| The shed at Darjeeling station. Picture by Suman Tamang
July 17: Blinding rain triggered landslides across the Darjeeling hills today and the turbulent Teesta is threatening to breach the danger mark.
A tea garden worker was buried under the debris in his house near Kurseong as boulders came crashing around seven this morning.
The rest of the family fled sensing danger, but Kishan Rai, 35, who was sleeping, couldn’t be alerted.
The toy train shed off Darjeeling station was completely destroyed. Three engines were trapped under debris and a century-old steam engine, which was parked outside, was covered in tonnes of slush.
Chedup Lepcha’s house near the station is hanging.
Papilla Rai, who lives in Sivitar, near Kurseong, was cooking when her roof caved in.
“My relatives said they had screamed to send me a warning, but I couldn’t hear them, probably because of the rain,” she said from hospital.
Pasang Sherpa of Mirik was pulled out of several feet of mud by paramilitary jaw- ans. “Our house is below a road lined by hotels but with no drain. The water swept all the mud into our house and buried my husband. He was watching TV,” said Binita.
Darjeeling received 190mm of rain between 8.30am yesterday and 8.30am today, the Met office in Calcutta said.
Finance minister Asim Dasgupta said there were no reports of tourists being stranded in the hills.
National highway 55, which connects Siliguri with Darjeeling, was cut off by debris 25km from Siliguri. One of the lanes was cleared by evening.

---*---

Try it:
Write the next few paragraphs of the news report on the Darjeeling landslides, starting after its final sentence. The records that follow have no part in this exercise.

Data shown:
---*---

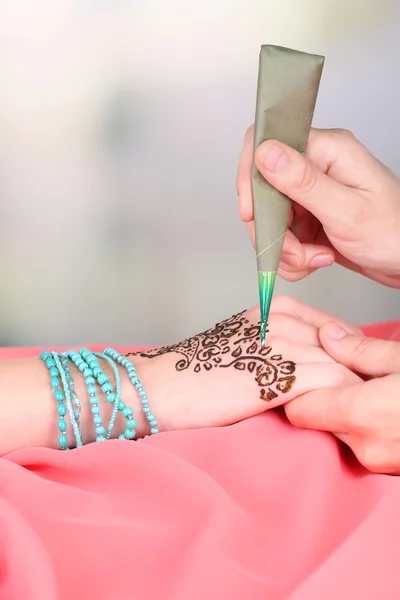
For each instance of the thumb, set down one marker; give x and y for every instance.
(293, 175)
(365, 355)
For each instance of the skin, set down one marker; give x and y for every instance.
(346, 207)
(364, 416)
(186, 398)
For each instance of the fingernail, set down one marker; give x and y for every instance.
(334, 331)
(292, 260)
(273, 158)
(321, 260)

---*---

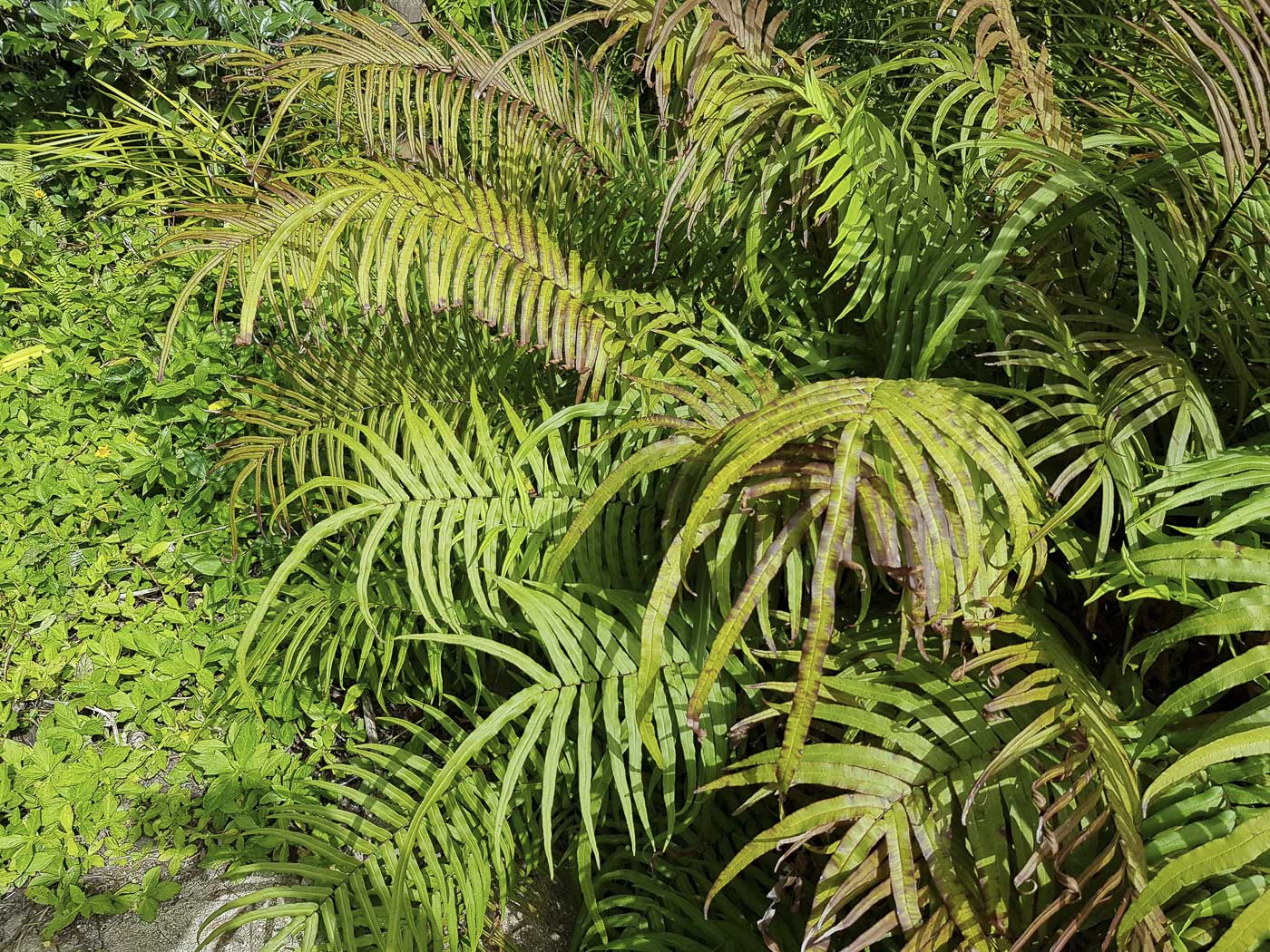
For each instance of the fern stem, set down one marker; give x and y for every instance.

---*---

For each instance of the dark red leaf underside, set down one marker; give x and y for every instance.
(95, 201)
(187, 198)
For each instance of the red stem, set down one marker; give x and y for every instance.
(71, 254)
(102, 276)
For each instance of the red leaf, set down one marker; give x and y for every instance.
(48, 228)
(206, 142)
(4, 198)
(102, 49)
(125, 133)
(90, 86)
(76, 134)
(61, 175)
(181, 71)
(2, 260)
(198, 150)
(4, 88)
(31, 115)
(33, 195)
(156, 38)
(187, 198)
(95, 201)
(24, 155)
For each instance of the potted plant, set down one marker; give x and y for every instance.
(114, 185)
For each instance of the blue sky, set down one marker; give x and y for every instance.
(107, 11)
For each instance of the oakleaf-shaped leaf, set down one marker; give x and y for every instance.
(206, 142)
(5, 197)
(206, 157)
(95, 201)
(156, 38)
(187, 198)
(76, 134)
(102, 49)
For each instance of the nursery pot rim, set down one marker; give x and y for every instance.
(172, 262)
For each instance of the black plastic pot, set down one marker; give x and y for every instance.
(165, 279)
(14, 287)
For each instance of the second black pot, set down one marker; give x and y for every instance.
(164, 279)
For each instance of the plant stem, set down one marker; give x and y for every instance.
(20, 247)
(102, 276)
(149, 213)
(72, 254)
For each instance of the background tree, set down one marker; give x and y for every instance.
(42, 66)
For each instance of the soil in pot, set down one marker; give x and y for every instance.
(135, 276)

---*---

Response to the task:
The highway connecting Sikkim to the rest of the country was opened to traffic this evening after remaining blocked by two landslides between Rangpo and Gangtok for the best part of two days. Small vehicles are still finding it difficult to negotiate the stretch.
Heavy to very heavy rain has been forecast in sub-Himalayan Bengal for the next couple of days.
A “yellow alert” has been issued for both banks of the Teesta, from Sevoke to the Bangladesh border at Mekhliganj in Cooch Behar.
“The water level (from the riverbed) has risen to above 150m at Coronation Bridge and to 85.65m near Jalpaiguri,” the flood control commission said. “A red alert would be issued in case it goes up 3m more.”
One of the piers supporting the bridge over the Bala- son at Matigara tilted because of strong currents, a railway engineer said. The metre gauge track leads to Katihar through Bagdogra and Naxalbari.